WHAT YOU NEED TO DO
Rewrite as a numbered list the lines of the items below, beginning with the line containing "If the front bumper" and continuing through the line containing "[383,0,438,134]", skipping any blank lines.

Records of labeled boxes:
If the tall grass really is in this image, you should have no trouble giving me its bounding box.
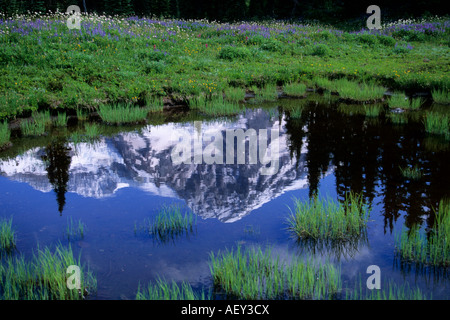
[395,200,450,268]
[388,93,409,109]
[210,246,341,300]
[146,97,164,112]
[53,112,67,127]
[283,82,306,97]
[0,121,11,149]
[98,104,148,125]
[136,278,208,300]
[364,105,382,118]
[0,218,16,257]
[287,193,370,241]
[424,112,450,140]
[191,95,242,116]
[399,165,422,180]
[331,79,385,102]
[431,89,450,104]
[256,84,278,102]
[20,112,47,136]
[136,205,197,242]
[225,87,245,102]
[0,245,97,300]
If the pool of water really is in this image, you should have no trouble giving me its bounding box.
[0,100,450,299]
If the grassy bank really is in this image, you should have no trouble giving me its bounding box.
[0,14,450,122]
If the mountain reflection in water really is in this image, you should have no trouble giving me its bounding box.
[0,103,450,232]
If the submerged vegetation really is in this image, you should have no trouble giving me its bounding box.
[0,218,16,257]
[135,205,197,242]
[396,200,450,268]
[0,245,97,300]
[0,122,11,150]
[210,246,341,299]
[287,193,370,241]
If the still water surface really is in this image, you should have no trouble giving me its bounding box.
[0,100,450,299]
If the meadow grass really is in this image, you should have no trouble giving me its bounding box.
[20,119,45,136]
[65,217,86,241]
[146,97,164,112]
[388,93,424,110]
[0,13,448,120]
[0,121,11,149]
[53,112,67,127]
[395,200,450,268]
[225,87,245,102]
[0,244,97,300]
[424,112,450,140]
[136,278,208,300]
[77,108,88,121]
[409,98,425,110]
[190,95,242,116]
[286,193,370,241]
[254,84,279,102]
[431,88,450,104]
[283,82,306,97]
[135,205,197,242]
[399,165,422,180]
[332,79,385,102]
[364,105,382,118]
[210,246,341,300]
[0,218,16,257]
[98,104,148,125]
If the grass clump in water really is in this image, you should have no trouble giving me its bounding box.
[53,112,67,127]
[283,82,306,97]
[141,205,196,242]
[388,94,409,109]
[287,193,370,241]
[65,217,86,241]
[98,104,148,125]
[0,218,16,256]
[136,278,207,300]
[431,89,450,104]
[396,200,450,268]
[424,112,450,140]
[210,246,341,300]
[399,165,422,180]
[0,121,11,150]
[0,245,97,300]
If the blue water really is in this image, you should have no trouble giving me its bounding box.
[0,107,450,299]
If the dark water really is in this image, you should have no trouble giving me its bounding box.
[0,100,450,299]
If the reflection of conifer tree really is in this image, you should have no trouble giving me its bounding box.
[43,140,71,213]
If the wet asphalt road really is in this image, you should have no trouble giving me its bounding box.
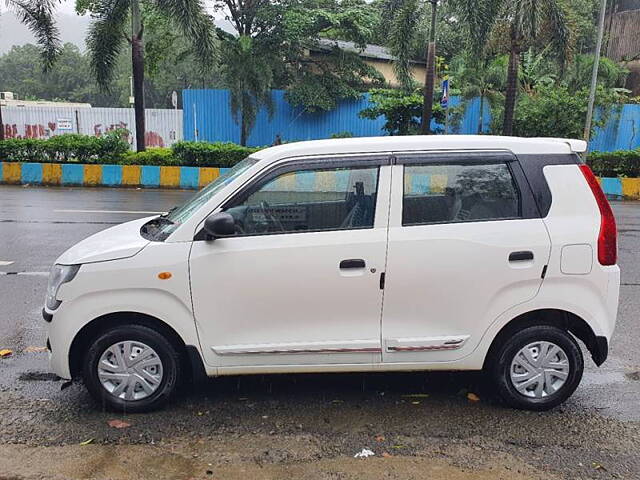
[0,186,640,479]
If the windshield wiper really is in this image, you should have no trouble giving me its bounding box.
[160,205,178,218]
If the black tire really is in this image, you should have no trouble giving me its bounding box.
[487,325,584,411]
[82,325,182,413]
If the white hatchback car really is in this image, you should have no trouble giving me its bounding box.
[43,136,620,412]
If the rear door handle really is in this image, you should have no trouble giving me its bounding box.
[340,258,366,269]
[509,251,533,262]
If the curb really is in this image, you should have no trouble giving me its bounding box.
[0,162,228,189]
[0,162,640,200]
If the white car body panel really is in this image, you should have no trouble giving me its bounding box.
[41,135,620,378]
[56,217,153,265]
[190,166,391,367]
[382,165,550,362]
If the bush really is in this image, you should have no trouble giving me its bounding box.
[0,134,260,167]
[587,148,640,178]
[172,142,260,167]
[0,130,129,163]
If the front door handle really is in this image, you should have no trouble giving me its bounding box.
[340,258,366,269]
[509,251,533,262]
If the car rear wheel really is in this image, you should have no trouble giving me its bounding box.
[489,325,584,410]
[83,325,181,412]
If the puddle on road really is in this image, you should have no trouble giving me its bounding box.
[625,370,640,381]
[581,372,628,386]
[18,372,61,382]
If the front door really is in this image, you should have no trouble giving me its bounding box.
[382,152,550,363]
[190,156,391,367]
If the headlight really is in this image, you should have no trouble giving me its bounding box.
[46,265,80,310]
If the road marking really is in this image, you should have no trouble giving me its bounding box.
[54,210,165,215]
[0,272,49,277]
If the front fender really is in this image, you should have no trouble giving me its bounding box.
[48,288,199,378]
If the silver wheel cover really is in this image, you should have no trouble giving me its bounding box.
[509,342,571,398]
[98,341,163,401]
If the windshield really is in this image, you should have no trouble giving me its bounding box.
[140,157,258,241]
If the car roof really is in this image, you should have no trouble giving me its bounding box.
[251,135,587,162]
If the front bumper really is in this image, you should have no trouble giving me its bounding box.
[42,308,71,380]
[589,337,609,367]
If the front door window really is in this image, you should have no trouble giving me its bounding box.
[226,167,378,236]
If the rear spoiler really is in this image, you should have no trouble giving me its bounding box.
[545,138,587,153]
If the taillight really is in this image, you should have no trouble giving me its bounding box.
[580,165,618,265]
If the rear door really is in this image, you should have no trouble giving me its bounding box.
[382,151,550,362]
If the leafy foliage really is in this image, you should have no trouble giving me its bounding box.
[6,0,60,70]
[172,142,260,167]
[0,136,260,167]
[514,86,616,138]
[587,149,640,178]
[222,35,273,145]
[359,89,445,135]
[0,130,129,163]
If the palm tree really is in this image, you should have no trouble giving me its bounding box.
[452,55,506,134]
[502,0,570,135]
[0,0,60,140]
[455,0,570,135]
[87,0,216,152]
[383,0,438,134]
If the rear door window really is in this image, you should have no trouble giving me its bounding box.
[402,163,521,226]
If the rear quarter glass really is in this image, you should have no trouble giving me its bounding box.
[518,153,582,218]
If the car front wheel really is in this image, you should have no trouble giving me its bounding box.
[489,325,584,410]
[83,325,181,413]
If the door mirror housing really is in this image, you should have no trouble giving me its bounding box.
[204,212,236,240]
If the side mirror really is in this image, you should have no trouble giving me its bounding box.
[204,212,236,239]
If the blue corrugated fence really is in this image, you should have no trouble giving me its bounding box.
[183,90,640,151]
[183,90,491,146]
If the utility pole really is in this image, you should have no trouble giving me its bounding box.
[131,0,146,152]
[583,0,607,150]
[420,0,438,135]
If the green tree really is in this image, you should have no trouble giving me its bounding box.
[0,0,60,140]
[451,55,508,134]
[76,0,215,151]
[359,88,445,135]
[222,35,273,146]
[218,0,383,142]
[389,0,438,134]
[562,54,629,90]
[455,0,571,135]
[500,0,570,135]
[513,85,623,138]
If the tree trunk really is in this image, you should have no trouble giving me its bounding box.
[240,106,247,147]
[502,42,520,135]
[420,0,438,135]
[478,92,484,135]
[0,104,4,141]
[131,0,146,152]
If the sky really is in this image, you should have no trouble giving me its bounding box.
[0,0,226,54]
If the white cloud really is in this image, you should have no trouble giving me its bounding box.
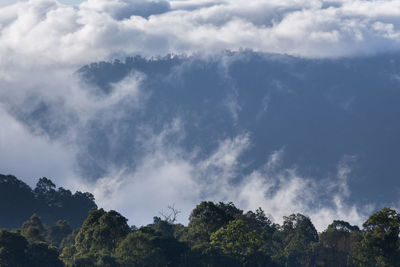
[0,105,75,186]
[0,0,390,230]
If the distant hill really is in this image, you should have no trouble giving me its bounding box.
[75,51,400,203]
[0,174,97,228]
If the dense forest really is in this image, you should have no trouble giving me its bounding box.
[0,174,97,228]
[0,176,400,267]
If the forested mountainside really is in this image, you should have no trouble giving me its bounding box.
[73,51,400,206]
[0,176,400,267]
[0,174,97,229]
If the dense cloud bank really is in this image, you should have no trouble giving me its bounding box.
[0,0,400,229]
[0,0,400,67]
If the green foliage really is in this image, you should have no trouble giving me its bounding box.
[48,220,72,247]
[188,201,243,245]
[273,214,318,267]
[21,214,47,243]
[115,226,187,266]
[352,208,400,267]
[0,175,400,267]
[75,209,130,255]
[27,242,63,267]
[0,174,97,229]
[0,230,28,267]
[314,221,362,267]
[210,219,269,266]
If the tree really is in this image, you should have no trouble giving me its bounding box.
[273,213,318,267]
[353,208,400,267]
[21,214,47,243]
[27,242,63,267]
[0,230,28,267]
[115,226,187,267]
[314,220,362,267]
[49,220,72,246]
[188,201,243,245]
[210,219,270,266]
[75,209,129,255]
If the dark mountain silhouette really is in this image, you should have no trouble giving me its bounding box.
[74,51,400,207]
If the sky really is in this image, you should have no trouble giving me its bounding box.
[0,0,400,229]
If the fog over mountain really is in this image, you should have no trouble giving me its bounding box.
[0,0,400,229]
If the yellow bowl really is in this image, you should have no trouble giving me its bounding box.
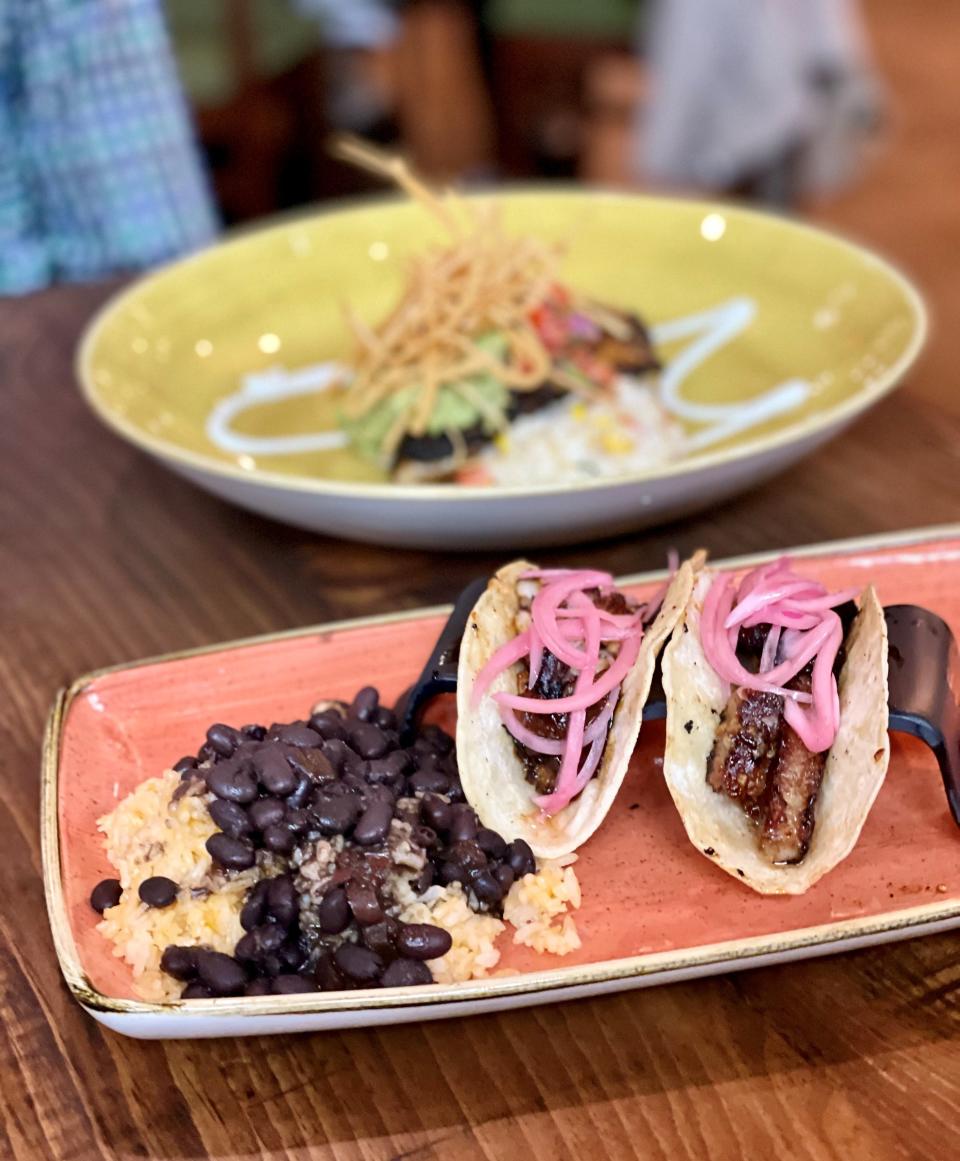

RESULT
1. If the front bumper really is in this image, you should have no trouble giving me its bounding box.
2. [42,308,71,380]
3. [589,337,609,367]
4. If the front door window really is in this image, you should have no trouble giving me its bounding box.
5. [226,167,378,236]
6. If the rear spoiler really is in this image, you should have no trouble giving me its bounding box.
7. [545,138,587,153]
8. If the taillight really is in this image, you should have no trouble giving me its bounding box.
9. [580,165,618,265]
10. If the rear door really is in this image, you should have no trouble giving me its bounding box.
11. [382,151,550,362]
12. If the leafy foliage really is in this image, you should have no trouble giving me its bounding box.
13. [6,0,60,70]
14. [172,142,260,167]
15. [0,136,260,167]
16. [514,86,616,138]
17. [587,149,640,178]
18. [222,35,273,145]
19. [359,89,445,135]
20. [0,130,129,163]
21. If the palm tree really is in this image, you should have no trouble giving me its bounding box.
22. [452,55,506,134]
23. [502,0,570,135]
24. [0,0,60,140]
25. [455,0,570,135]
26. [87,0,216,152]
27. [383,0,438,134]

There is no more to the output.